Data items
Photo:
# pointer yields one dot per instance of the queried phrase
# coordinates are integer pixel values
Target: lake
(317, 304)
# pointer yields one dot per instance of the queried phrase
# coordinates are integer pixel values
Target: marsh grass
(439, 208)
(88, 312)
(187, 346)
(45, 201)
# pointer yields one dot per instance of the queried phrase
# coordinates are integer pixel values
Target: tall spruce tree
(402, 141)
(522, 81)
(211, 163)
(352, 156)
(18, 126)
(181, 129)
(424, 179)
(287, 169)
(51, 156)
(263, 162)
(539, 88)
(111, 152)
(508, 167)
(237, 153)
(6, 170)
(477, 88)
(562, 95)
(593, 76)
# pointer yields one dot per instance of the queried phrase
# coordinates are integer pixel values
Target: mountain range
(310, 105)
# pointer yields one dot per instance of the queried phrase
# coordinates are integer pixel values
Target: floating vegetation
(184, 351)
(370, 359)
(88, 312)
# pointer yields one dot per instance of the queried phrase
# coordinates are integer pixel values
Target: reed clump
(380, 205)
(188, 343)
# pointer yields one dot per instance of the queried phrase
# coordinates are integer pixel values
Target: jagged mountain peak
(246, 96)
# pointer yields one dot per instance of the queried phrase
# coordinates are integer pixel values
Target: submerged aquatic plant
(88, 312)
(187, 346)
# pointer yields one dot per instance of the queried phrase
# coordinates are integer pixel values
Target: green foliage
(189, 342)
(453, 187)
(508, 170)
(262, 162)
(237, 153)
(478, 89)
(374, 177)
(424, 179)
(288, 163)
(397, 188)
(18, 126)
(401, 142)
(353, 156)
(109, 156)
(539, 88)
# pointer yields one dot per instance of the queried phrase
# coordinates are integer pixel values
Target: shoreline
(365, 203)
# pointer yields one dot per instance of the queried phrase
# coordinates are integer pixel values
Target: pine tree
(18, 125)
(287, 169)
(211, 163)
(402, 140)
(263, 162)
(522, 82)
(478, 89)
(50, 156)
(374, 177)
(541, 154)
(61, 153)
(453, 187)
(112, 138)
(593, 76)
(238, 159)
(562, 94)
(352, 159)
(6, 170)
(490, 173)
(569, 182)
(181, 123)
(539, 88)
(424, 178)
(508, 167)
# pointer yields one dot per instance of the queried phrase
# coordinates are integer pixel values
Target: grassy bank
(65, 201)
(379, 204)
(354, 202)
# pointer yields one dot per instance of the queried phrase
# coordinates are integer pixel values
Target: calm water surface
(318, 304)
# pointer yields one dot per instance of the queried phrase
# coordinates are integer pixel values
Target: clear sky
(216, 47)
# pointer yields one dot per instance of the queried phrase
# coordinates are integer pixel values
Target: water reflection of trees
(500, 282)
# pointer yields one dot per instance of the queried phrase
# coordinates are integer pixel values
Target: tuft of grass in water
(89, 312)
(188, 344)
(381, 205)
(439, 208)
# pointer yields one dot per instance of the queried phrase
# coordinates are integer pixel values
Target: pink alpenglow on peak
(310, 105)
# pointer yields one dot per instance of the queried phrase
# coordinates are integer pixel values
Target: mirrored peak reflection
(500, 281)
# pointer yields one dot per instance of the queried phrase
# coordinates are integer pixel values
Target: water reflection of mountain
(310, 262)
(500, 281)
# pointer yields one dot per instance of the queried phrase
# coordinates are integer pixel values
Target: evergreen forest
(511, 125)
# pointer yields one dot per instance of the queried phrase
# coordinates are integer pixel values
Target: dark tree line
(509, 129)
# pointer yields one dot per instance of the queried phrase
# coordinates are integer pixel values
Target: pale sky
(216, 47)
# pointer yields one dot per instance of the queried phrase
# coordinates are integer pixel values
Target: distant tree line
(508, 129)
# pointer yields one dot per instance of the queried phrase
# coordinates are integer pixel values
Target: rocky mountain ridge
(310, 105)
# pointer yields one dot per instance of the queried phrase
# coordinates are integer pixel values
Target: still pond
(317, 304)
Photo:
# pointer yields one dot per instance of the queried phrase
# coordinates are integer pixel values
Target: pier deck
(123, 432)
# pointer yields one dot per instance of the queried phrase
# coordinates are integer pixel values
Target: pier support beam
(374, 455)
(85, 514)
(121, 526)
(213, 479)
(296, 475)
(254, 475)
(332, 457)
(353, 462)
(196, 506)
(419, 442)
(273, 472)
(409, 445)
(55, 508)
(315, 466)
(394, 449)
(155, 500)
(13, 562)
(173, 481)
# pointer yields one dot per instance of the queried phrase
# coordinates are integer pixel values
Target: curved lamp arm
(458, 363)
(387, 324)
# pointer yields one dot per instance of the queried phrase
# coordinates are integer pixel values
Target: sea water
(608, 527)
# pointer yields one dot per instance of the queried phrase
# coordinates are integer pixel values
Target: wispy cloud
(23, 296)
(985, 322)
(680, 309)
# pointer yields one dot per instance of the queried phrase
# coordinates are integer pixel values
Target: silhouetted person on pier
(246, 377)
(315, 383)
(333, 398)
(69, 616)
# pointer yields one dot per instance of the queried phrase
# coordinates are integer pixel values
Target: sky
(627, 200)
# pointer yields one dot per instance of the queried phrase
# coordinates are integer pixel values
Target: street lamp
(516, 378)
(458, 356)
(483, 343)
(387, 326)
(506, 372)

## Short task
Copy every line above that contains the string "lamp", treating case as significant.

## Solution to this problem
Target: curved lamp arm
Target: street lamp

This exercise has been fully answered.